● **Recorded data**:
━━━━━━━━━━

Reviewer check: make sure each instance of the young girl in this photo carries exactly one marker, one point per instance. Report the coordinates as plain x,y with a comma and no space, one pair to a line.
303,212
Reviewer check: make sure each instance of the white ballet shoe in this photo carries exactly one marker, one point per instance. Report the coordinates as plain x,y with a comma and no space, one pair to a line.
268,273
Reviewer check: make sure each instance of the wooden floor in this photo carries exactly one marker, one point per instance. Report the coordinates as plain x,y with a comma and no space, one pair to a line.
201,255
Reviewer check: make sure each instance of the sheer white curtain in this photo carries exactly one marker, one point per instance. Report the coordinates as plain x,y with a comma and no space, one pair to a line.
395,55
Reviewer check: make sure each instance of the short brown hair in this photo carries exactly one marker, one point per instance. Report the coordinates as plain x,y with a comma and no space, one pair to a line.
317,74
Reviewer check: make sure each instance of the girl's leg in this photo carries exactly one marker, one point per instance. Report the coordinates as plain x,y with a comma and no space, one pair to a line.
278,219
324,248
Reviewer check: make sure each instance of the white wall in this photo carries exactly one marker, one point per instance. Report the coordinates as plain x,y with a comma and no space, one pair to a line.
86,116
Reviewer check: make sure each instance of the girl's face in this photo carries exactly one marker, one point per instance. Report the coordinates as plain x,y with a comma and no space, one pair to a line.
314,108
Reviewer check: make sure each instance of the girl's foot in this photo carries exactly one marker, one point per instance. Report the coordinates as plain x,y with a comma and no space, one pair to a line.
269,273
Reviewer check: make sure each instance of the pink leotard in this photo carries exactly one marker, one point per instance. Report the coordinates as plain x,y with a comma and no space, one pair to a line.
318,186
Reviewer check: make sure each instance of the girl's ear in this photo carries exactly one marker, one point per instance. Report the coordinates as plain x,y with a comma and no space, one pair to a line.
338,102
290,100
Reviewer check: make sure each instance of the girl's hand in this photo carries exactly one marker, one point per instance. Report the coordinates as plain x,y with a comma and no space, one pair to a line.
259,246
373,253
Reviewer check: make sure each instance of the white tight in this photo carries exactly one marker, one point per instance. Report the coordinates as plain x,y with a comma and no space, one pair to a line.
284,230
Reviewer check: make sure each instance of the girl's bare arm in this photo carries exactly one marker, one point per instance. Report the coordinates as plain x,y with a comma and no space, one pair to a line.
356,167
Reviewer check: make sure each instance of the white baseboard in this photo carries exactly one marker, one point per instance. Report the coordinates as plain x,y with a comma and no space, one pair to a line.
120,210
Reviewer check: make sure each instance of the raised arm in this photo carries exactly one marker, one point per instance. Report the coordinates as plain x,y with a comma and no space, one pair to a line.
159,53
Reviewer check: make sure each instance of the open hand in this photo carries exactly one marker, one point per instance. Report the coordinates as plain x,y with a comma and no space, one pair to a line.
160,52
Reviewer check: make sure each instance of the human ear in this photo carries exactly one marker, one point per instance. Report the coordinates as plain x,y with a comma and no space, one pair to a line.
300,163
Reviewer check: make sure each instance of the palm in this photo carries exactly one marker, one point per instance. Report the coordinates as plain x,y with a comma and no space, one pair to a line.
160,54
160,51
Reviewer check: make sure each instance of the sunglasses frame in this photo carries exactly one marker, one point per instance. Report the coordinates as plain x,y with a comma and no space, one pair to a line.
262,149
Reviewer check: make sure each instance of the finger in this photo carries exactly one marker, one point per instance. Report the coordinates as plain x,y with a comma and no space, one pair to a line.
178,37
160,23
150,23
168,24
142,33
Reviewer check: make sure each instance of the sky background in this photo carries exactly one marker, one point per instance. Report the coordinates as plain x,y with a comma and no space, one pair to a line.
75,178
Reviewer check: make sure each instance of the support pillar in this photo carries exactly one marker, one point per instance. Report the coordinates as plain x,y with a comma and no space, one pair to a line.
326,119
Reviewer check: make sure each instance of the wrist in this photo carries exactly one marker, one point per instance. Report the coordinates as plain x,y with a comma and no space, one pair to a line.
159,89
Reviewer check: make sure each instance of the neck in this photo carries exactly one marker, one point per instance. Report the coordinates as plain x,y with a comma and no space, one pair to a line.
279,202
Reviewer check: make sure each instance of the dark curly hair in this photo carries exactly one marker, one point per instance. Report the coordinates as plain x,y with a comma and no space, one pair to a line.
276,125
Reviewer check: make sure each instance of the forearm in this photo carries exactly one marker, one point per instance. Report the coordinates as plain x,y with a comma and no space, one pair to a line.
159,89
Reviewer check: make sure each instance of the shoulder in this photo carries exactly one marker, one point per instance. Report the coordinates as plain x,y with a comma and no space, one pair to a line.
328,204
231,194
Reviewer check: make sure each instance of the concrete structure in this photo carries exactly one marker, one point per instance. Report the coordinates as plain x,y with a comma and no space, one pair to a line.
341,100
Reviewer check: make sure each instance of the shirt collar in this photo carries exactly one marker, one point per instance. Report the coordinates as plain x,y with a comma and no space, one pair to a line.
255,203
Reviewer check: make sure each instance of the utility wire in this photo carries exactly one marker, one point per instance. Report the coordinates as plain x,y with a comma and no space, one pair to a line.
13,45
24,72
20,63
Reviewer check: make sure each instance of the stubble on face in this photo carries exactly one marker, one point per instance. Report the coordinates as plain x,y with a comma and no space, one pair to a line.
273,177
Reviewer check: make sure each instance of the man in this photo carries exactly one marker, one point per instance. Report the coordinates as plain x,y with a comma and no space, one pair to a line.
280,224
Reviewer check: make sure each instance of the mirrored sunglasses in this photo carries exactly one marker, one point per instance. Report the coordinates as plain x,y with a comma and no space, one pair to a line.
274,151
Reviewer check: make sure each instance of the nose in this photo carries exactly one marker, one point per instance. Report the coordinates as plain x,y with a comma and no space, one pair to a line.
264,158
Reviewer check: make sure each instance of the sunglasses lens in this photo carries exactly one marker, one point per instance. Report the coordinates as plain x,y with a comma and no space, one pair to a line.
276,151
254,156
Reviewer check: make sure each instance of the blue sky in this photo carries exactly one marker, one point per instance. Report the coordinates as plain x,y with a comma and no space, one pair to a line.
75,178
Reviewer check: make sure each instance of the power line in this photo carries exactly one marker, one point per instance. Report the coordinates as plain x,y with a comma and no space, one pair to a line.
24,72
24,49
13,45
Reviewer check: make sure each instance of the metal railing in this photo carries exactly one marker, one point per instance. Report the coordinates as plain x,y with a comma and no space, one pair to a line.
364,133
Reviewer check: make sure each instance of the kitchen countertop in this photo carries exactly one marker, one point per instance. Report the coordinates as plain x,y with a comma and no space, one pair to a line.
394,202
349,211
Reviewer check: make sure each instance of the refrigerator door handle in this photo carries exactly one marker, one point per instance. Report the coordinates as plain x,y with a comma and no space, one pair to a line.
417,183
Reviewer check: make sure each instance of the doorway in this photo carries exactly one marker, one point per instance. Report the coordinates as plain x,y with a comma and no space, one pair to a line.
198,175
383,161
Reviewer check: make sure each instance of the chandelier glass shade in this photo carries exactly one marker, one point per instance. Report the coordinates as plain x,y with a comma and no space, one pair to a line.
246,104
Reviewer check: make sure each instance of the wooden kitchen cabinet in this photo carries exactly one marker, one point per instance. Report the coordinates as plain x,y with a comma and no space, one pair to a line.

━━━━━━━━━━

● **Problem description**:
Word for word, retype all of the entries above.

● **Solved problem**:
Reviewer check: make sure each instance of the young girl in this photo carries exactly one marker, one point per instance. Report the coordinates as plain x,y with a comma and no space, one pair to a line.
303,212
Reviewer check: make sure each instance of the white ballet shoe in this photo carries exactly one marker, one point per instance. Report the coordinates as plain x,y with a comma and no space, one pair to a line.
268,273
Reviewer check: make sure each instance of the wooden floor in this photo carries exactly one marker, one point per instance. Report the coordinates as plain x,y with a comma and no space, one pair to a line.
201,255
Reviewer check: make sure each instance of the sheer white curtain in this photo carries exactly one marker, one point per instance. Report the coordinates as plain x,y with a comma and no space, one pair to a line.
395,55
Reviewer check: make sure each instance of the short brown hair in this photo carries exactly one marker, one point per instance. Report the coordinates as plain x,y with a comma and no space, one pair to a line.
317,74
Reviewer check: make sure each instance of the girl's leg in this photo carries exactly one marker, one point per instance. Report the coordinates as plain x,y with a comma and no space, one pair to a line.
278,219
324,248
Reviewer check: make sure each instance of the white wall in this photo carries exactly one marker, one point per instance. Report the coordinates as plain x,y with a comma and no space, one pair to a line.
86,116
Reviewer check: make sure each instance of the girl's face in this photo carries exactly one marker, one point per instance. Report the coordinates as plain x,y with a comma and no space, one pair to a line.
314,108
Reviewer check: make sure each instance of the girl's foot in this photo carries exactly one marker, one point per instance. Report the coordinates as plain x,y with a comma and no space, one pair to a line.
269,273
Reviewer check: make sure each instance of the pink leotard in this photo carries exactly one marker, one point per instance. Report the coordinates as plain x,y with a comma and no space, one pair to a line.
318,186
Reviewer check: make sure each instance of the girl's ear in this photo carries exactly one marker, one point per instance. Report the coordinates as plain x,y with a comma and no space, one pair to a line.
338,102
290,100
Reviewer check: make sure each instance of the girl's hand in this photo carries exactly one marker, one point per instance. Report the coordinates as plain x,y with a comma and no space, one pair to a line.
259,246
373,253
Reviewer check: make sure each instance of the white tight in this photo carries exactly one marker, one point per instance. Report the coordinates as plain x,y with a comma and no space, one pair to a line.
284,230
Reviewer check: make sure each instance of the girl's bare arm in this photo carries exactly one marker, one point per instance. Report the coordinates as plain x,y with a comma and no space, one pair to a line.
356,167
Reviewer check: make sure each instance of the white baseboard in this photo carries exactly one marker, one point per instance. Report the coordinates as plain x,y with a comma and no space, one pair to a line.
120,210
Reviewer check: make sure each instance of the raised arm in this photo carries exactly one marker, one point per instance. Report the coordinates as plain x,y with a comma and no space, one pair to a line.
159,53
Reviewer check: make sure each instance of the open hand in this photo carries exactly one marker, one point per instance. Report the coordinates as plain x,y with a comma and no space, one pair to a line.
160,52
Reviewer check: make sure each instance of the human ear in this photo carries exactly one marker, one point per instance. Report the coordinates as plain x,y with a comma and no space, one pair to a line.
300,163
Reviewer check: make sure each instance of the palm in this photo carries exactly one marker, one point per instance. Report the coordinates as plain x,y with a comma and no space, one pair to a line.
160,54
160,51
Reviewer check: make sure each instance of the sunglasses frame in this photo carries exactly one marker, one point per instance. Report the coordinates as plain x,y with a comma and no space, one pair to a line.
262,149
Reviewer check: make sure each instance of the finger in this photo carries exactly one marker, one point per instance. Report the coordinates as plain x,y with a comma and no space, one pair to a line.
178,37
160,23
150,23
168,24
142,33
Reviewer check: make sure each instance of the sky background in this photo carries exactly one marker, one point per instance. Report the coordinates as plain x,y with a comma and no space, one pair to a line.
75,178
Reviewer check: make sure each instance of the support pillar in this photo carries exactly one marker, one point per instance. Report the coordinates as plain x,y with a comma and no space, one pair to a line.
326,119
Reviewer check: make sure each instance of the wrist in this photo carries exactly one marker, one point per instance. Report the coordinates as plain x,y with a comma and no space, one pair to a line.
159,89
Reviewer check: make sure each instance of the neck in this photo carries exactly one marker, one point per instance. Report the coordinates as plain x,y with a comma and no space, one pair to a line.
279,202
Reviewer check: make sure each instance of the dark curly hair in this photo carries exactly one marker, one point per instance. Report the coordinates as plain x,y with a comma and no space, one pair to a line.
276,125
Reviewer check: make sure each instance of the forearm in this photo carries exactly one marker, one point per instance. Report the coordinates as plain x,y with a comma and no space, one pair to a line.
159,89
Reviewer check: make sure each instance of the shoulder in this photo carries exactly one marker, one point per instance. Report the coordinates as plain x,y with a comma and no space, one pair to a line.
328,204
231,194
Reviewer check: make sure each instance of the concrete structure in this photo carries exactly one marker, one point per instance. Report the coordinates as plain x,y with a comma and no space, one pair to a line.
341,100
Reviewer check: make sure each instance of the shirt collar in this photo carries exactly one marker, one point per instance. Report the coordinates as plain x,y with a comma and no space, one pair to a line.
255,203
Reviewer check: make sure each instance of the utility wire in this photo carries exactly one marker, one point per instance. Report the coordinates as plain x,y with a comma and no space, one pair to a line.
13,45
24,72
20,63
Reviewer check: make sure each instance of the stubble on face in this photo carries exactly one marker, one point per instance. Report the coordinates as plain x,y with a comma and no space, one pair to a line.
273,177
Reviewer check: make sure each instance of the man in this photo carries exactly one marker, one point per instance. Report the coordinates as plain x,y with a comma and no space, one pair to a line.
280,224
Reviewer check: make sure each instance of the mirrored sunglasses in this photo carries exactly one marker, one point per instance. Report the coordinates as plain x,y with a comma and no space, one pair to a line.
274,151
Reviewer check: make sure each instance of the nose in this photo carries exactly one marker, one point per instance. Report the coordinates as plain x,y with a comma and no space, one pair to a line.
264,158
Reviewer check: make sure each instance of the sunglasses lens in this photo carries exactly one marker, one point per instance. Report the coordinates as plain x,y with a comma and no space, one pair to a line.
276,151
254,156
Reviewer check: make sure each instance of the blue sky in this photo carries exactly one marker, one point per instance. Report the coordinates as plain x,y with a comma and no space, one pair to a line.
75,178
Reviewer check: make sure each instance of the power line in this photo carries exactly one marker, one point per instance. Report the coordinates as plain x,y with a comma and no space, one pair to a line.
24,72
24,49
13,45
Reviewer check: make sure each instance of the metal railing in this photo carries exactly one marker, one point per instance. Report the coordinates as plain x,y with a comma and no space, one pair to a line.
364,133
Reviewer check: make sure each instance of the kitchen countertop in this photo carries exactly one marker, one point per instance. Report the coordinates as plain x,y with a comma and no space, one pair to a line.
394,202
349,211
Reviewer check: make sure each instance of the refrigerator door handle in this photo carries exactly one marker, one point per instance. Report the coordinates as plain x,y with a comma and no space, one pair to a line.
417,183
Reviewer check: make sure each instance of the doorway in this photo carries exactly one marker, one point per instance. Report the coordinates as plain x,y with a comma and no space, one pair to a line.
198,175
383,161
Reviewer check: make sure each instance of the chandelier glass shade in this photo carries exactly one marker, one point per instance. Report the coordinates as plain x,y with a comma and no space, one pair to a line.
246,104
Reviewer check: make sure each instance of the wooden kitchen cabinet in this photo carries exactly one marker, one point per instance. Report the coordinates as plain x,y with a comma and no space, one pair to a line.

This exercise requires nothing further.